Source document:
National monument in the United States

The Florissant Formation is a sedimentary geologic formation outcropping around Florissant, Teller County, Colorado. The formation is noted for the abundant and exceptionally preserved insect and plant fossils that are found in the mudstones and shales. Based on argon radiometric dating, the formation is Eocene (approximately 34 million years old ) in age and has been interpreted as a lake environment. The fossils have been preserved because of the interaction of the volcanic ash from the nearby Thirtynine Mile volcanic field with diatoms in the lake, causing a diatom bloom. As the diatoms fell to the bottom of the lake, any plants or animals that had recently died were preserved by the diatom falls. Fine layers of clays and muds interspersed with layers of ash form "paper shales" holding beautifully-preserved fossils. The Florissant Fossil Beds National Monument is a national monument established to preserve and study the geology and history of the area.

==History==

The name Florissant comes from the French word for flowering. In the late 19th century tourist and excavators came to this location to observe the wildlife and collect samples for collections and study. The Petrified Forest, which is one of the main attractions at the monument today, lost much of its mass due to collectors removing large amounts of petrified wood from the site.

Tasks:
[1] From the Florissant Formation text, list the materials whose layers make up the "paper shales".
[2] Carry on the Florissant Formation text from where it stops.

Supplied material:

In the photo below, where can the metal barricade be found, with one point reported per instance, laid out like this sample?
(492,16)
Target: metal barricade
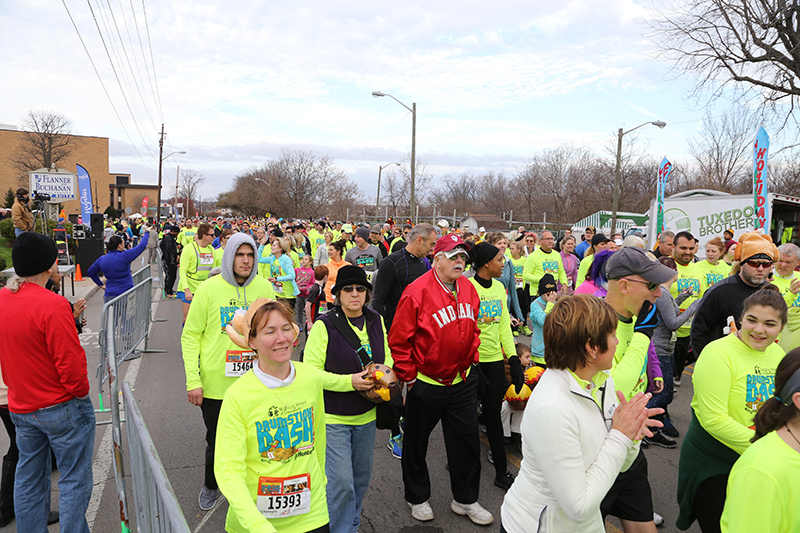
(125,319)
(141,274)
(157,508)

* * *

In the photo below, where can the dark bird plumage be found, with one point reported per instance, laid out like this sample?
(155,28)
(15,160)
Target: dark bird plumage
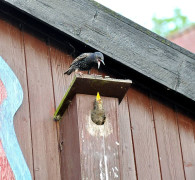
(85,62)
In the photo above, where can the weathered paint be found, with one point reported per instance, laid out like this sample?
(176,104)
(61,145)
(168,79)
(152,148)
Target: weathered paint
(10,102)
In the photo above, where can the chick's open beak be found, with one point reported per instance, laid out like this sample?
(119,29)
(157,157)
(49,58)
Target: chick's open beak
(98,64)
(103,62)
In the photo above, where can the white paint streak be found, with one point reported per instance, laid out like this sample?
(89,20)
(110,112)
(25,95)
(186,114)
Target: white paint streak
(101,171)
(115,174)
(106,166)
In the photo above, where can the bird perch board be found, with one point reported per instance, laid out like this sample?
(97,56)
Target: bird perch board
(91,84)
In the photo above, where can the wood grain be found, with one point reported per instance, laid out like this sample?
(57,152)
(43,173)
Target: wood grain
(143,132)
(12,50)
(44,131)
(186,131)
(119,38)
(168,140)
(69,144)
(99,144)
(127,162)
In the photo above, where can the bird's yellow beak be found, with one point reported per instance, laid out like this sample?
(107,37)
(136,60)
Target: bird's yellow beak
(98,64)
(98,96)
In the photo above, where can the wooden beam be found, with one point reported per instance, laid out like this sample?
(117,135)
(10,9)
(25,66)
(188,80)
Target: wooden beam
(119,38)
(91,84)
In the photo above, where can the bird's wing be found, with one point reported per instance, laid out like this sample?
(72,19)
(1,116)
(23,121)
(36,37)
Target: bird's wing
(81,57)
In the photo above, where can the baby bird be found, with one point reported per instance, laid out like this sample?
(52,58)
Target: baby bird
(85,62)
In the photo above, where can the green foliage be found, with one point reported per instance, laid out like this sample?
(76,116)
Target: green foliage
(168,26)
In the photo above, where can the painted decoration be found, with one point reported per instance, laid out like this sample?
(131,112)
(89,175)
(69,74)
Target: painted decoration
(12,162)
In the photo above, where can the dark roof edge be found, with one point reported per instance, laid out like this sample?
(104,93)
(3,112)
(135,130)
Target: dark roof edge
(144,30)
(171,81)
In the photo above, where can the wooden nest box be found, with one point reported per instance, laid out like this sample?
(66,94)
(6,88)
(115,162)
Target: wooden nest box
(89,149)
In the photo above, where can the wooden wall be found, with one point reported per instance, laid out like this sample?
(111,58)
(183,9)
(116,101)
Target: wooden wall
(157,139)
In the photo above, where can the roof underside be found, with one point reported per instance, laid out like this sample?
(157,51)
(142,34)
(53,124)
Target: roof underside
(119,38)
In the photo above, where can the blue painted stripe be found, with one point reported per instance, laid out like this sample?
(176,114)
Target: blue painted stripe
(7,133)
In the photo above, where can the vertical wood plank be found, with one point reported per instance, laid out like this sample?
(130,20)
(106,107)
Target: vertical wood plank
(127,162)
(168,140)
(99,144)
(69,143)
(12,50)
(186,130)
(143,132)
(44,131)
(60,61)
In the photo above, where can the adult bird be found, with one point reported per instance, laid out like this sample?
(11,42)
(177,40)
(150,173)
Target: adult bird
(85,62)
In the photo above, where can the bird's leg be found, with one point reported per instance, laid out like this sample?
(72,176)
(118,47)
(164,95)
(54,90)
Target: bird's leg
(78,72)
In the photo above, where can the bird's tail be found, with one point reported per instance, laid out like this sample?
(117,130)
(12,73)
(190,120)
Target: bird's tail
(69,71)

...

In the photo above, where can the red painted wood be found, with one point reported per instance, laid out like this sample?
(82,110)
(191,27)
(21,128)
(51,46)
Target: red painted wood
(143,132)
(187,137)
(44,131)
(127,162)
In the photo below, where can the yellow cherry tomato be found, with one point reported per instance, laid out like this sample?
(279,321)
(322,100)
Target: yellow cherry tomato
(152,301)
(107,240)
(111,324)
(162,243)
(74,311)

Your responses:
[1] Clays, muds, ash

[2]
During the 1860s and 1870s the area was mapped by geologists for the first time. Geologists of the Hayden Survey visited the area in the early 1870s, and fossil plants from the beds were described by Leo Lesquereux, fossil insects by Samuel Hubbard Scudder, and vertebrate fossils by Edward Drinker Cope. The formation was first formally named as the Florissant Lake Beds by Charles Whitman Cross in 1894.

In 1969, the Florissant Fossil Bed National Monument was established after a long legal battle between local land owners and the federal government. Today, the park receives approximately 60,000 visitors a year, and is the site of ongoing paleontological investigations. The formation itself was renamed the Florissant Formation in 2001 to conform with the requirements of the North American Commission on Stratigraphic Nomenclature.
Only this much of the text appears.